**To do:**
Answer each question using the OTA update text.
(a) Who is listed as the author of the citation "OTA IoT Breakdown: What OTA Is and How It Works in IoT"?
(b) According to the FAQ, what does OTA testing ensure about firmware updates?
(c) Which publication is cited for "Over the air updates (OTA): best practices for device safety"?

**Text passage:**
Built to integrate with your existing firmware stack, regardless of OS, connectivity path, or hardware. Memfault brings modern OTA workflows to any embedded system.

Want to learn how leading engineering teams approach secure, scalable OTA infrastructure?

 Watch the Coredump Session episode where we dive into the secrets to building secure and scalable OTA update infrastructure

 

Citations

  1. OTA IoT Breakdown: What OTA Is and How It Works in IoT”, Siara Singleton, Memfault. 
  2. Over-the-air Updates Using IoT: What Are They and How Do They Work? | PTC”, Emily Himes, PTC. 
  3. The Secrets to Building Secure & Scalable OTA Update Infrastructure”, Memfault.  
  4. Over the air updates (OTA): best practices for device safety”, Caitlin Gittins, IoT Insider.
  5. 5 Common OTA Update Mistakes to Avoid”, Martin Donadieu, Capgo.
  6. Thundering herd problem”, Wikipedia.
  7. Over-the-Air Updates (OTA) | Memfault Docs” Memfault Docs.

FAQ

  1. What is OTA testing in embedded systems?
    OTA testing ensures your firmware updates can be safely delivered to devices in the field without requiring physical access. Unlike traditional software testing, embedded OTA testing must account for limited resources, unexpected power cycles, and recovery mechanisms that prevent bricking. Think of it as verifying your update system’s resilience against real-world conditions that embedded devices face daily.
  2. How do you test OTA firmware updates for IoT devices?
    Testing OTA updates for IoT devices requires simulating real-world deployment conditions beyond ideal lab environments. Effective testing includes verifying behavior during connectivity interruptions, unexpected power cycles, partial downloads, and installation failures.
  3. What causes OTA updates to fail?
    OTA update failures stem from multiple technical factors that impact deployment reliability. Common causes include unexpected power interruptions during critical write operations, corrupted firmware downloads due to network instability, failed cryptographic verification of signed images, insufficient storage space for temporary files, and inadequate recovery logic, such as missing rollback support.

**Data provided:**
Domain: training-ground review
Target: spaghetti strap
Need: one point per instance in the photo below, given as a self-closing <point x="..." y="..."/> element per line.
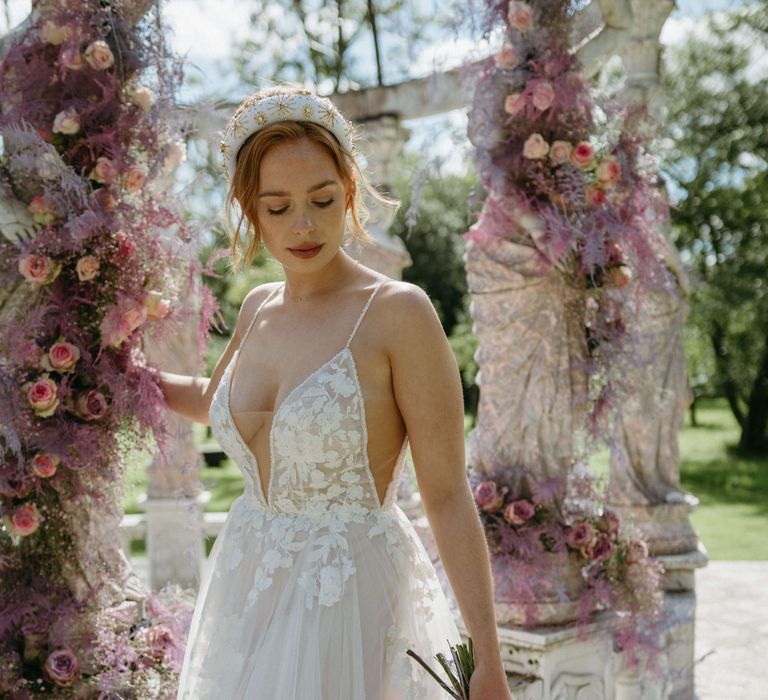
<point x="365" y="308"/>
<point x="258" y="311"/>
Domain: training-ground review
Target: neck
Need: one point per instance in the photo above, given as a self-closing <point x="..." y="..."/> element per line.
<point x="301" y="287"/>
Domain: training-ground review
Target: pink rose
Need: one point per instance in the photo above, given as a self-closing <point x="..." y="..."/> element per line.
<point x="583" y="154"/>
<point x="560" y="152"/>
<point x="514" y="104"/>
<point x="91" y="405"/>
<point x="99" y="55"/>
<point x="608" y="170"/>
<point x="125" y="246"/>
<point x="61" y="668"/>
<point x="41" y="209"/>
<point x="535" y="147"/>
<point x="104" y="171"/>
<point x="71" y="58"/>
<point x="156" y="306"/>
<point x="52" y="33"/>
<point x="488" y="497"/>
<point x="41" y="395"/>
<point x="87" y="268"/>
<point x="507" y="58"/>
<point x="39" y="269"/>
<point x="543" y="95"/>
<point x="175" y="155"/>
<point x="580" y="536"/>
<point x="133" y="318"/>
<point x="67" y="121"/>
<point x="519" y="16"/>
<point x="637" y="551"/>
<point x="619" y="276"/>
<point x="601" y="548"/>
<point x="519" y="512"/>
<point x="143" y="97"/>
<point x="23" y="520"/>
<point x="61" y="357"/>
<point x="595" y="196"/>
<point x="44" y="465"/>
<point x="134" y="177"/>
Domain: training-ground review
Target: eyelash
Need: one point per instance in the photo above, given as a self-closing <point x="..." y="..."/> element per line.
<point x="322" y="205"/>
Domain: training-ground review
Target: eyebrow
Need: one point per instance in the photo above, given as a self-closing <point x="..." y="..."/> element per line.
<point x="325" y="183"/>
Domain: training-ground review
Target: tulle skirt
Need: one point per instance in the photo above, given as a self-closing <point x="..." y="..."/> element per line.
<point x="301" y="608"/>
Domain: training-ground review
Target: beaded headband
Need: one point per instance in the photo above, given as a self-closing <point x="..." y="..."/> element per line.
<point x="255" y="112"/>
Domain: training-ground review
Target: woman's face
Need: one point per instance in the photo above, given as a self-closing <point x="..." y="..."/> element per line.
<point x="300" y="205"/>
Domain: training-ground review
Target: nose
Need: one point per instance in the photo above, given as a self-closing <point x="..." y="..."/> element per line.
<point x="303" y="225"/>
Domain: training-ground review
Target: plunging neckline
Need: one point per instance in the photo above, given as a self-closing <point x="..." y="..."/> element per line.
<point x="266" y="496"/>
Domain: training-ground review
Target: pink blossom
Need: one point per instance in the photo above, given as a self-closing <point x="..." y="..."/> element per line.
<point x="595" y="196"/>
<point x="519" y="15"/>
<point x="87" y="268"/>
<point x="601" y="548"/>
<point x="619" y="276"/>
<point x="99" y="55"/>
<point x="52" y="33"/>
<point x="156" y="306"/>
<point x="488" y="497"/>
<point x="519" y="512"/>
<point x="583" y="154"/>
<point x="39" y="269"/>
<point x="175" y="155"/>
<point x="91" y="405"/>
<point x="23" y="520"/>
<point x="560" y="152"/>
<point x="507" y="58"/>
<point x="543" y="95"/>
<point x="41" y="209"/>
<point x="67" y="121"/>
<point x="126" y="246"/>
<point x="580" y="536"/>
<point x="134" y="177"/>
<point x="143" y="97"/>
<point x="71" y="58"/>
<point x="61" y="357"/>
<point x="41" y="395"/>
<point x="61" y="668"/>
<point x="514" y="104"/>
<point x="535" y="147"/>
<point x="44" y="465"/>
<point x="637" y="551"/>
<point x="104" y="171"/>
<point x="608" y="170"/>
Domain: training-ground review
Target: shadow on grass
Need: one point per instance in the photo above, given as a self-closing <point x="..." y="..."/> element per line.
<point x="735" y="479"/>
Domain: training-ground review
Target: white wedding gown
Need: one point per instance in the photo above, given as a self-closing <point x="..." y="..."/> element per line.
<point x="317" y="591"/>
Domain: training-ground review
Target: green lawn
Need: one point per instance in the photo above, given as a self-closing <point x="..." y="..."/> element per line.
<point x="732" y="519"/>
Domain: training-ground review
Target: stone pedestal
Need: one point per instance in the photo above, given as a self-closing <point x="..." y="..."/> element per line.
<point x="175" y="547"/>
<point x="558" y="663"/>
<point x="664" y="526"/>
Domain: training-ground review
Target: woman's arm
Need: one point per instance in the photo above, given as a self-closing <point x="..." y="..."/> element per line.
<point x="191" y="396"/>
<point x="427" y="388"/>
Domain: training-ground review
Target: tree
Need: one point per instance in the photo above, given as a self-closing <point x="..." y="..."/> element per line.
<point x="716" y="160"/>
<point x="333" y="44"/>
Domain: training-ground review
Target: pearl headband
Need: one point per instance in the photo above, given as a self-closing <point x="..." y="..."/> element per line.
<point x="255" y="112"/>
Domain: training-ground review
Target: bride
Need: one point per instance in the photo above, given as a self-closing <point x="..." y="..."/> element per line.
<point x="318" y="583"/>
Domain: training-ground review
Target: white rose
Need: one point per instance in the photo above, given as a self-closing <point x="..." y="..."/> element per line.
<point x="67" y="122"/>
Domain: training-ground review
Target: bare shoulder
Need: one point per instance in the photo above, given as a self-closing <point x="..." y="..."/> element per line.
<point x="407" y="316"/>
<point x="250" y="304"/>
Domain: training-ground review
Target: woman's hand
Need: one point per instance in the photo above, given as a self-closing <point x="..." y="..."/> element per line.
<point x="489" y="683"/>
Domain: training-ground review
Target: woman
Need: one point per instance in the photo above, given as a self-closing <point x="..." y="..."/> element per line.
<point x="318" y="583"/>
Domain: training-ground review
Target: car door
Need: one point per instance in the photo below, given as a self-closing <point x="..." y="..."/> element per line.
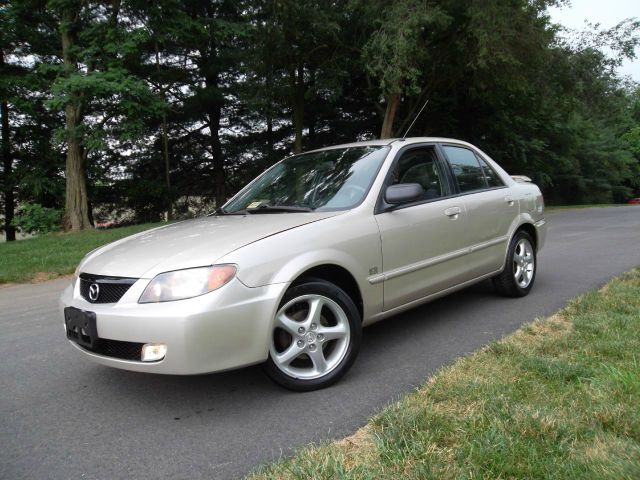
<point x="489" y="207"/>
<point x="423" y="243"/>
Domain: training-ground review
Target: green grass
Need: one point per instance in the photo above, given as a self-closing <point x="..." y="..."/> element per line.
<point x="559" y="399"/>
<point x="49" y="256"/>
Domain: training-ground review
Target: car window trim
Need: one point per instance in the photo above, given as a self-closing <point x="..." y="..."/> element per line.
<point x="446" y="144"/>
<point x="382" y="206"/>
<point x="482" y="159"/>
<point x="479" y="158"/>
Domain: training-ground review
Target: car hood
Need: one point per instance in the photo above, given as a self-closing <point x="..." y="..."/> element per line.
<point x="192" y="243"/>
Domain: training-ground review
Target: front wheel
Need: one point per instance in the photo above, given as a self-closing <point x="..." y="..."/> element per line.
<point x="315" y="337"/>
<point x="516" y="280"/>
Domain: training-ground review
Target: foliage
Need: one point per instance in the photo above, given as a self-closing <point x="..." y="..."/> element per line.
<point x="185" y="101"/>
<point x="34" y="218"/>
<point x="558" y="399"/>
<point x="49" y="256"/>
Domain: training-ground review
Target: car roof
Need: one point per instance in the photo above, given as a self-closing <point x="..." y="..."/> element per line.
<point x="389" y="141"/>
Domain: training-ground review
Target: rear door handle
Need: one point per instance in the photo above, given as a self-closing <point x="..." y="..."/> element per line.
<point x="452" y="212"/>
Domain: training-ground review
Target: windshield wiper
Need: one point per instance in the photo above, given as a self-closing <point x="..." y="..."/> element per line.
<point x="278" y="209"/>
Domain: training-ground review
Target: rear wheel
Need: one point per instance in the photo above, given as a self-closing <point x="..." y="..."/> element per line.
<point x="516" y="280"/>
<point x="315" y="338"/>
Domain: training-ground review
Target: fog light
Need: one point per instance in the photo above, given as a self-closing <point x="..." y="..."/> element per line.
<point x="152" y="352"/>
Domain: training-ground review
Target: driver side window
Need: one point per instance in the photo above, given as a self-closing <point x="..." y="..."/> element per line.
<point x="421" y="166"/>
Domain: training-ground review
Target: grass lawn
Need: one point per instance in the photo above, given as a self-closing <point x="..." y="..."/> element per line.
<point x="53" y="255"/>
<point x="559" y="399"/>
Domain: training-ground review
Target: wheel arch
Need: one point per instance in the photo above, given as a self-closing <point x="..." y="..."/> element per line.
<point x="337" y="275"/>
<point x="531" y="230"/>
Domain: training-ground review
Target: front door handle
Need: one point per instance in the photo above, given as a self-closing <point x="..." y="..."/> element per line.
<point x="452" y="212"/>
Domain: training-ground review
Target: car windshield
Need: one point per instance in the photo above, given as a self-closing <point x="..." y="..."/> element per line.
<point x="336" y="179"/>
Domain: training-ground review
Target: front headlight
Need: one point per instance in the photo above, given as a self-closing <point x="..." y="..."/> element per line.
<point x="181" y="284"/>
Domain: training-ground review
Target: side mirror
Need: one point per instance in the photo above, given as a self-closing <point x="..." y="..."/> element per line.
<point x="403" y="193"/>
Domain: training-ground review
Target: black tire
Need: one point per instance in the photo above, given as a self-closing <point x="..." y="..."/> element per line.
<point x="506" y="283"/>
<point x="344" y="350"/>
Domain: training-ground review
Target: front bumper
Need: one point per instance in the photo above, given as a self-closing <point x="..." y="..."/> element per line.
<point x="224" y="329"/>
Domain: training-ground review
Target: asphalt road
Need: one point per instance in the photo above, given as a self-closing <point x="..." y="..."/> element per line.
<point x="62" y="416"/>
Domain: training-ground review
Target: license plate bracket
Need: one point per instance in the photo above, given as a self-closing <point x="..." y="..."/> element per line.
<point x="81" y="327"/>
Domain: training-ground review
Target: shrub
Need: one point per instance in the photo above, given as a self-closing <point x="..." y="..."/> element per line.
<point x="34" y="218"/>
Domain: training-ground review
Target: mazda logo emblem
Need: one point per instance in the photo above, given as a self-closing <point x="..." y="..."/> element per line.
<point x="94" y="291"/>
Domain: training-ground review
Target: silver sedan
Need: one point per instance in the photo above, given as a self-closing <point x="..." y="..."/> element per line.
<point x="291" y="268"/>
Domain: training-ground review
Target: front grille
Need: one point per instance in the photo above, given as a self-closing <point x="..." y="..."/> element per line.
<point x="117" y="349"/>
<point x="101" y="289"/>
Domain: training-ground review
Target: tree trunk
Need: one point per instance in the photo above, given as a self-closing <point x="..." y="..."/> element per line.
<point x="167" y="170"/>
<point x="296" y="84"/>
<point x="216" y="150"/>
<point x="389" y="116"/>
<point x="165" y="145"/>
<point x="76" y="216"/>
<point x="7" y="163"/>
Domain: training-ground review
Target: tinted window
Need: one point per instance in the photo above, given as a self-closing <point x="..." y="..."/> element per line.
<point x="465" y="168"/>
<point x="420" y="166"/>
<point x="493" y="180"/>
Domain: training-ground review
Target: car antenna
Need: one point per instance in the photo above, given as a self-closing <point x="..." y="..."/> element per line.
<point x="414" y="120"/>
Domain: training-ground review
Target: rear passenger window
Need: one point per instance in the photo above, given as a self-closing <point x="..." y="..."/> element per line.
<point x="421" y="166"/>
<point x="493" y="180"/>
<point x="466" y="168"/>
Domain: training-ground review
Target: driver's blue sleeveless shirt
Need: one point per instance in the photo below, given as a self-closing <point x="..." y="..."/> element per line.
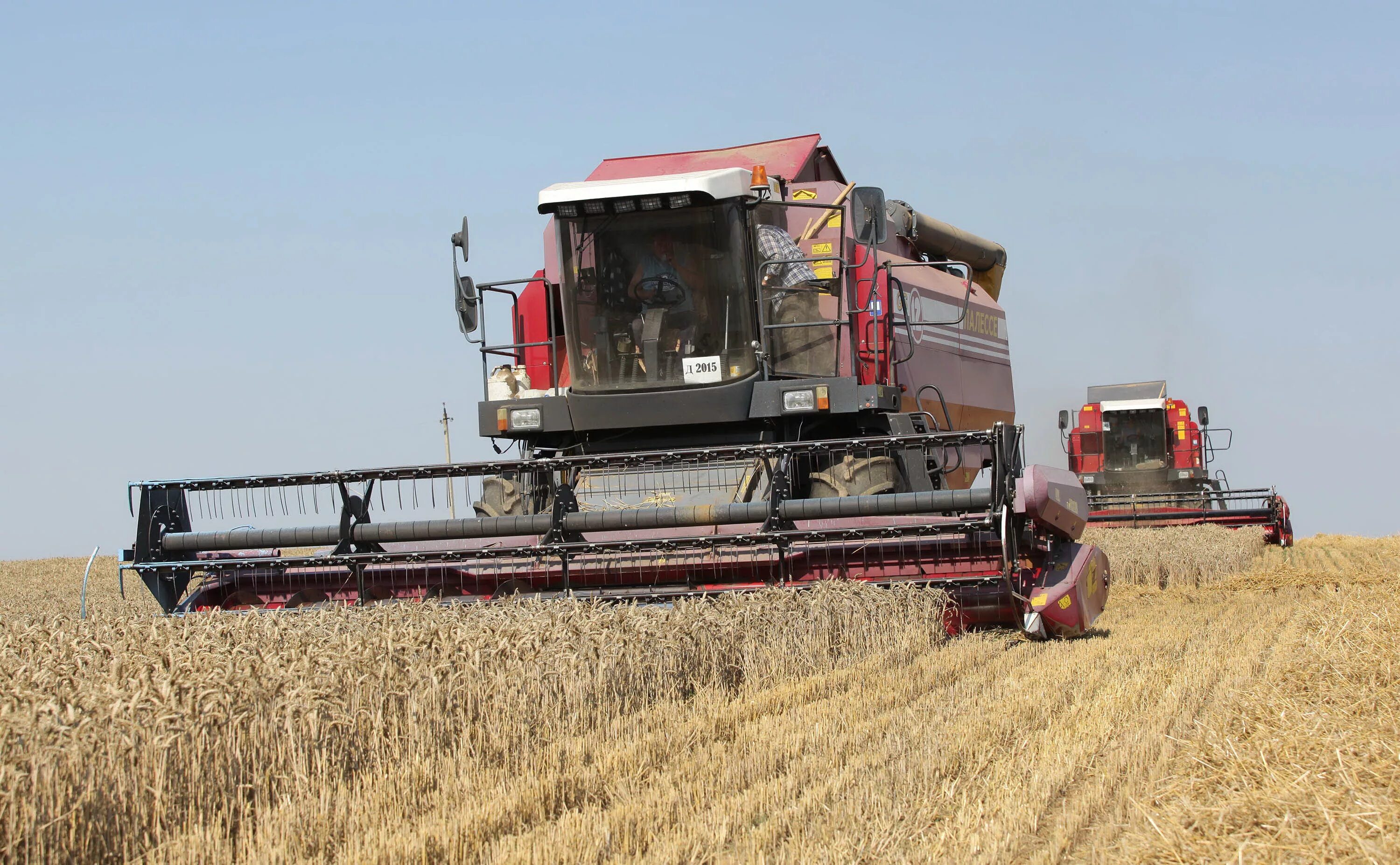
<point x="653" y="266"/>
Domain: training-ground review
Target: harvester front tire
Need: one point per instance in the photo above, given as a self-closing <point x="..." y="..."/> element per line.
<point x="864" y="476"/>
<point x="500" y="497"/>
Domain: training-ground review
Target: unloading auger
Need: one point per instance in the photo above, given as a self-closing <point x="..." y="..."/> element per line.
<point x="731" y="374"/>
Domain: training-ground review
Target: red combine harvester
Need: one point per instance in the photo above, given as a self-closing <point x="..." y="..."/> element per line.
<point x="734" y="370"/>
<point x="1144" y="462"/>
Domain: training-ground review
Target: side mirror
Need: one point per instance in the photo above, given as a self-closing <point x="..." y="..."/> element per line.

**Answer to this task:**
(a) Siara Singleton.
(b) That they can be safely delivered to devices in the field without requiring physical access.
(c) IoT Insider.